YOUR TASK: Below are records that contain pictures; transcribe the text exactly and omit the pictures.

--- RECORDS FOR THIS TASK Enclosed Below ---

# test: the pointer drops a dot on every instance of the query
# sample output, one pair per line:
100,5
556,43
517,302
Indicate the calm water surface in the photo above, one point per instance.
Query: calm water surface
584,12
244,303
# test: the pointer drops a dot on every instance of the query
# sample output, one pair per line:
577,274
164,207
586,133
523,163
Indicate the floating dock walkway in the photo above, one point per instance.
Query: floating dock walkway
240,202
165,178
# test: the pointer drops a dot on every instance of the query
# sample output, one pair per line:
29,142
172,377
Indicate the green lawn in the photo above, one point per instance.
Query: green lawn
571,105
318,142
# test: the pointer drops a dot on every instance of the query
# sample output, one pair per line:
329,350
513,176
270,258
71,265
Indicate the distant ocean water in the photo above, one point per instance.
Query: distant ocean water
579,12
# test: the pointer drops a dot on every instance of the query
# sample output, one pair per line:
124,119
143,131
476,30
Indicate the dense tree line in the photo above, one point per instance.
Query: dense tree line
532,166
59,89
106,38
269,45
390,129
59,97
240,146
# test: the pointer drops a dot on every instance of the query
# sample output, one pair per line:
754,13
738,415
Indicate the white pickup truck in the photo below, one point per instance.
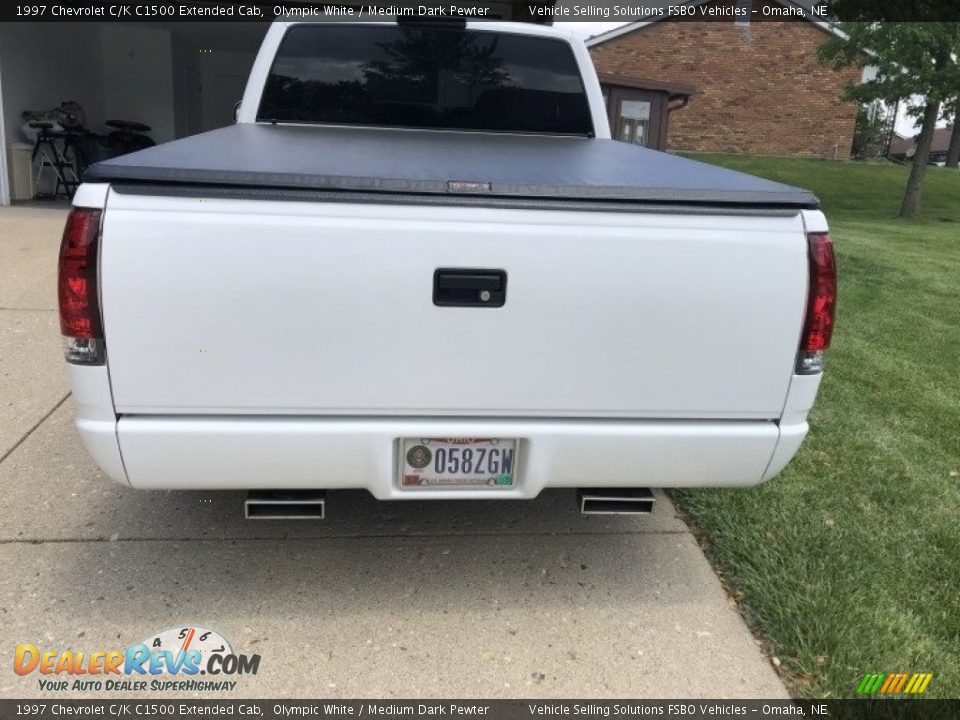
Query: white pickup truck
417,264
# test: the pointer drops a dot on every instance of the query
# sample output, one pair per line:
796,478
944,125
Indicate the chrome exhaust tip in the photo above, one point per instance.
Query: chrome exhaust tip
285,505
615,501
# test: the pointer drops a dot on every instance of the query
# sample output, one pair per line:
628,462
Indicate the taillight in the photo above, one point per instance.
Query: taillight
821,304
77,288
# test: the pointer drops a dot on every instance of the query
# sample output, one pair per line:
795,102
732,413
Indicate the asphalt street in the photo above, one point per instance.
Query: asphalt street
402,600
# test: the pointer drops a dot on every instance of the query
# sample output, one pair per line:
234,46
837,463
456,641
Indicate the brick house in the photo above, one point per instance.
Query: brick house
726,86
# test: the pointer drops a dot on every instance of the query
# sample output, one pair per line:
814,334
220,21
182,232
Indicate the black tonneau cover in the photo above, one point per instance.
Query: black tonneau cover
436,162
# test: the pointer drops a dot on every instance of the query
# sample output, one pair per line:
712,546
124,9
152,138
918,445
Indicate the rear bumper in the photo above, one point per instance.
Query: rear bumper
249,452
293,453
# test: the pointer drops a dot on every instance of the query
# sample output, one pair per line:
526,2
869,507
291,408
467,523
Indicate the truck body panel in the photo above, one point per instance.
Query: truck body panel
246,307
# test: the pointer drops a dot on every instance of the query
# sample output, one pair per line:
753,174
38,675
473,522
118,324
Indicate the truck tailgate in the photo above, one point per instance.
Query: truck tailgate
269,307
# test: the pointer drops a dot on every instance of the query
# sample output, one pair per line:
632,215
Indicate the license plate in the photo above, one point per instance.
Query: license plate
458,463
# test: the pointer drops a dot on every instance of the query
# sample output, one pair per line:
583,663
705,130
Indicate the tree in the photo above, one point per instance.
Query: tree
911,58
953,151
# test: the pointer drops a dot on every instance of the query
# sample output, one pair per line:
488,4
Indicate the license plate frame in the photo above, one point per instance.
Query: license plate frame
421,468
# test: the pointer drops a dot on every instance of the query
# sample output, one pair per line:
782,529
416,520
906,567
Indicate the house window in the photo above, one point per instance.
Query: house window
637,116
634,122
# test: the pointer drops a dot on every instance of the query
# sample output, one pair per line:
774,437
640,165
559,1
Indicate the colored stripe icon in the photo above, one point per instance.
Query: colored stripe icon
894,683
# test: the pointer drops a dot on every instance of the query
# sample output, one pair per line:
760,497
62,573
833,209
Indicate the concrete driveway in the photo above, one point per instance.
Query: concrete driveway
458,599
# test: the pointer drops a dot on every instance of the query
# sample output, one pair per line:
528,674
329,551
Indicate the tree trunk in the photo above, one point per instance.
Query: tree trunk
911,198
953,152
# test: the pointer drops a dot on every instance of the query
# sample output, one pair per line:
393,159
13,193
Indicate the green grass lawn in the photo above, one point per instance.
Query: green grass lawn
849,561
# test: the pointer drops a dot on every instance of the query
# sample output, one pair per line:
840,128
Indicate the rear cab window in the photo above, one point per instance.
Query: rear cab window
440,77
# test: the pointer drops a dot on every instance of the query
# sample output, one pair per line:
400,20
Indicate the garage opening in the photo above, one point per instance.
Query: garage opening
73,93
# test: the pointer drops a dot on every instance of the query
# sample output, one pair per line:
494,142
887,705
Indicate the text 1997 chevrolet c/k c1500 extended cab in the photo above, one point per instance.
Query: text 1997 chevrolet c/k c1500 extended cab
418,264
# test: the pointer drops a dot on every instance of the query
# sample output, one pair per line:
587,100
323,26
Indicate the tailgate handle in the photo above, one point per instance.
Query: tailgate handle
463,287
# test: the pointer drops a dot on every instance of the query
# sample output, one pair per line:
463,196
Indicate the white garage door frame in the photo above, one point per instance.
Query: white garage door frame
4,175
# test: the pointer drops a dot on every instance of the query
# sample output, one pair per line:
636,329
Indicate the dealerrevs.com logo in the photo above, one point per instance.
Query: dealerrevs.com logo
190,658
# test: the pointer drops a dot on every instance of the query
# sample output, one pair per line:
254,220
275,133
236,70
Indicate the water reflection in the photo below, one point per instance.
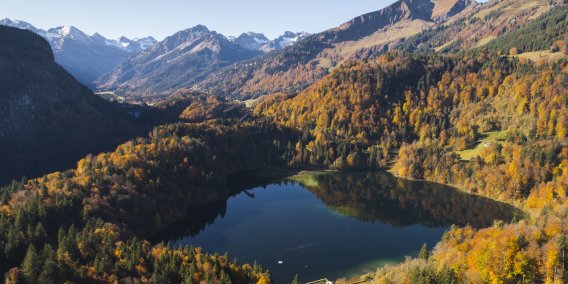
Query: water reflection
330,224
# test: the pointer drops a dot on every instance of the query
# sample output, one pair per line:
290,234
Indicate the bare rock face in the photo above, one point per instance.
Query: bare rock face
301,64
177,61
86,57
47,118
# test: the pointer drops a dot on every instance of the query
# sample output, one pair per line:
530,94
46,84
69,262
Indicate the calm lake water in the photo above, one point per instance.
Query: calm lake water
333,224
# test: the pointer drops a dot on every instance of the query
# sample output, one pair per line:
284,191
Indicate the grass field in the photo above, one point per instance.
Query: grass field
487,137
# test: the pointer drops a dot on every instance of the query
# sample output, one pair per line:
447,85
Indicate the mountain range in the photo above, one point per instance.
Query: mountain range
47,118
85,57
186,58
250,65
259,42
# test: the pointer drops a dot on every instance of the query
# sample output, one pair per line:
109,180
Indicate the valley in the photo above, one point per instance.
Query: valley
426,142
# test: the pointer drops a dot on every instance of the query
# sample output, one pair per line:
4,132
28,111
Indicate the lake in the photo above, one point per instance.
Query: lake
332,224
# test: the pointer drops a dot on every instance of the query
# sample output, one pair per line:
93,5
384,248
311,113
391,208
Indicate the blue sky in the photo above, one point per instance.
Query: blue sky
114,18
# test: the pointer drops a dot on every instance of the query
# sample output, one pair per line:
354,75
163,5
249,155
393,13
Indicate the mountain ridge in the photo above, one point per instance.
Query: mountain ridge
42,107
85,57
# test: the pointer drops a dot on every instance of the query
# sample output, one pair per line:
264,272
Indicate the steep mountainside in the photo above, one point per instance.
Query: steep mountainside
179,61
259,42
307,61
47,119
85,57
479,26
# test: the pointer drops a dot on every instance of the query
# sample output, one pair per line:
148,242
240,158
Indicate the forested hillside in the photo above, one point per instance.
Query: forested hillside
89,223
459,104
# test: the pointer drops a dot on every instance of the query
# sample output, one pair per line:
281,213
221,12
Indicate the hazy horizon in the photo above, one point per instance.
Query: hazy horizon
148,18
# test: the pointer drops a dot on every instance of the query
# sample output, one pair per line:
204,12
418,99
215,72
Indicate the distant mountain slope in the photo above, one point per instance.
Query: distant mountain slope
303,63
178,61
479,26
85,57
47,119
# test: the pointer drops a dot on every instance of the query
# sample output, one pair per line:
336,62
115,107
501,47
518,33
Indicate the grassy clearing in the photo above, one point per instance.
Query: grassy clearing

--- End of Enclosed RECORDS FOR THIS TASK ---

TASK OUTPUT:
# test: the pointer drops a dot on every instance of the query
# sample output, one pair per line:
100,5
556,43
517,302
Indicate the calm water surface in the photo above, one point per instance.
Query: calm water surface
584,12
244,303
# test: the pointer drops a dot on every instance of the query
# sample output, one pair per line:
577,274
164,207
586,133
523,163
Indicate the floating dock walkway in the photo above, one point per instance.
Query: floating dock walkway
240,202
165,178
# test: the pointer drops a dot on every instance of the query
# sample output, one pair per line:
29,142
172,377
Indicate the green lawn in the photo above, one point per instance.
Query: green lawn
571,105
318,142
# test: the pointer drops a dot on every instance of the query
# sample output, one pair per line:
329,350
513,176
270,258
71,265
Indicate the distant ocean water in the photo above, one point per instance.
Query: distant ocean water
579,12
# test: the pointer drops a dot on every instance of the query
# sample output, one pair per line:
124,119
143,131
476,30
Indicate the dense tree line in the photo above, one point per instance.
Query: dense tree line
532,166
59,89
106,38
269,45
390,129
59,97
240,146
# test: the pointer drops a dot on every instance of the query
# sample output, one pair per line:
754,13
738,415
Indicate the white pickup truck in the photo below, one point per instance.
Query: white pickup truck
417,264
# test: the pointer drops a dot on every instance of the query
# sample output, one pair per line:
796,478
944,125
Indicate the chrome exhaust tip in the photo above, one point per instance.
Query: chrome exhaust tip
285,505
615,501
# test: the pointer drops a dot on every instance of the query
# sample output, one pair per line:
628,462
Indicate the taillight in the photo above, one point per instance.
Query: taillight
821,304
77,288
# test: the pointer drops a dot on every instance of the query
# sample output, one pair per line:
795,102
732,413
Indicate the asphalt street in the photo above, one point per instance.
Query: asphalt street
402,600
# test: the pointer drops a dot on every instance of the query
# sample output, one pair per line:
234,46
837,463
456,641
Indicate the brick house in the photo above, one point per instance.
Query: brick house
726,86
# test: the pointer drops a dot on every instance of the query
# sample output, one pair per line:
814,334
220,21
182,232
Indicate the black tonneau cover in the photo above, one point per instance.
Query: black tonneau cover
436,162
# test: the pointer drops a dot on every instance of the query
# sample output, one pair per line:
712,546
124,9
152,138
918,445
Indicate the rear bumper in the photo above, one point per instance.
Query: rear bumper
249,452
293,453
# test: the pointer drops a dot on every instance of the query
# sample output, one pair per line:
526,2
869,507
291,408
467,523
Indicate the truck body panel in the photo above, one point per instance.
Query: truck body panel
246,307
# test: the pointer drops a dot on every instance of the query
# sample output, one pair per line:
753,174
38,675
473,522
118,324
Indicate the truck tailgate in the photo above, one point per instance.
Query: truck tailgate
269,307
# test: the pointer drops a dot on every instance of the query
# sample output, one pair per line:
632,215
Indicate the license plate in the photo above, one point per instance.
Query: license plate
458,463
# test: the pointer drops a dot on every instance of the query
# sample output, one pair per line:
583,663
705,130
Indicate the tree in the photo above, one point per instance.
Query: tree
911,58
953,151
# test: the pointer drops a dot on every instance of the query
# sample output, one pair per line:
488,4
Indicate the license plate frame in the photo above, one point per instance.
Query: license plate frame
421,468
# test: the pointer drops a dot on every instance of the query
# sample output, one pair per line:
782,529
416,520
906,567
Indicate the house window in the photo above, one point per instance.
Query: house window
637,116
634,122
# test: the pointer drops a dot on every instance of the query
# sample output, one pair per line:
774,437
640,165
559,1
Indicate the colored stripe icon in the photo above, one point per instance.
Query: colored stripe icon
894,683
# test: the pointer drops a dot on every instance of the query
# sample output, one pair per line:
760,497
62,573
833,209
Indicate the concrete driveway in the photo above, one point per instance.
Query: concrete driveway
458,599
# test: the pointer drops a dot on every instance of the query
# sample output, one pair per line:
528,674
329,551
Indicate the tree trunk in the photo above, one point per instance.
Query: tree trunk
911,198
953,152
# test: the pointer drops a dot on every instance of the query
# sample output, one pair per line:
393,159
13,193
Indicate the green grass lawn in the photo above, one point per instance.
Query: green grass lawn
849,561
# test: the pointer drops a dot on every instance of the query
# sample output, one pair per line:
840,128
Indicate the rear cab window in the photo above, one point per instance.
Query: rear cab window
440,77
# test: the pointer drops a dot on every instance of the query
# sample output, one pair per line:
400,20
Indicate the garage opening in the photo above, one point per instance.
Query: garage opening
73,93
# test: the pointer drops a dot on every instance of the query
# sample output, one pair per line:
494,142
887,705
Indicate the text 1997 chevrolet c/k c1500 extended cab in the photo above, one point per instance.
Query: text 1997 chevrolet c/k c1500 extended cab
418,264
# test: the pointer drops a dot on every instance of the query
# sample output, one pair per line:
587,100
323,26
Indicate the tailgate handle in the photo above, one point per instance.
Query: tailgate handle
463,287
# test: the pointer drops a dot on every instance of the query
# sample output, one pair per line:
463,196
Indicate the white garage door frame in the photo above, one point per instance.
Query: white garage door frame
4,175
# test: the pointer drops a dot on every instance of the query
# sample output, one pair per line:
636,329
Indicate the dealerrevs.com logo in the photo above, one point per instance.
Query: dealerrevs.com logo
190,658
# test: the pointer drops a dot on every instance of the query
# sample output, one pair per line:
254,220
275,133
236,70
Indicate the water reflection in the photo below, one point per instance.
Query: water reflection
330,224
# test: the pointer drops a dot on every instance of the query
# sample output, one pair per line:
290,234
Indicate the bare rock face in the photo above, one point per instance.
Query: bare rock face
301,64
177,61
86,57
47,118
# test: the pointer drops a dot on every instance of the query
# sample output, one pair per line:
530,94
46,84
69,262
Indicate the calm lake water in the photo above, one point per instance.
Query: calm lake water
333,224
# test: the pointer drops a dot on every instance of the query
# sample output, one pair per line:
284,191
Indicate the grass field in the photo above, one point per instance.
Query: grass field
487,137
# test: the pointer drops a dot on every instance of the query
# sample output, one pair per line:
447,85
Indicate the mountain range in the photo above, one point per instance.
Query: mountain range
47,118
85,57
186,58
250,65
259,42
# test: the pointer drops a dot on every instance of the query
# sample output, one pair per line:
109,180
Indicate the valley in the photo above, one point per instance.
Query: valley
426,142
# test: the pointer drops a dot on every instance of the query
# sample output, one pair per line:
4,132
28,111
Indicate the lake in the photo above, one point per instance.
Query: lake
332,224
# test: the pointer drops a dot on every instance of the query
# sample output, one pair per line:
93,5
384,248
311,113
391,208
Indicate the blue sky in the photo above, one point per instance.
Query: blue sky
114,18
# test: the pointer drops a dot on every instance of the query
# sample output, one pair per line:
354,75
163,5
249,155
393,13
Indicate the mountain ridge in the photo above, one point per instance.
Query: mountain ridge
42,107
85,57
# test: the pointer drops a dot on every instance of the query
# sample output, one pair per line:
264,272
Indicate the steep mountainside in the photo above, one point per instance.
Query: steep mountainside
179,61
259,42
307,61
47,119
85,57
479,26
# test: the pointer drops a dot on every instance of the query
# sample output, one pair per line:
148,242
240,158
Indicate the forested hillside in the photo above, one point per instance.
Query: forested hillside
89,223
459,104
# test: the pointer drops a dot on every instance of the query
# sample output, one pair per line:
281,213
221,12
Indicate the hazy horizon in the photo above, one point per instance.
Query: hazy horizon
148,18
# test: the pointer drops a dot on every instance of the query
# sample output, one pair per line:
204,12
418,99
215,72
Indicate the distant mountain slope in the photo above, one point per instance.
Query: distant mountain slope
303,63
178,61
479,26
85,57
47,119
# test: the pointer drops a dot on every instance of the query
# sample output, one pair per line:
336,62
115,107
501,47
518,33
Indicate the grassy clearing in the photo above, one point per instance.
Query: grassy clearing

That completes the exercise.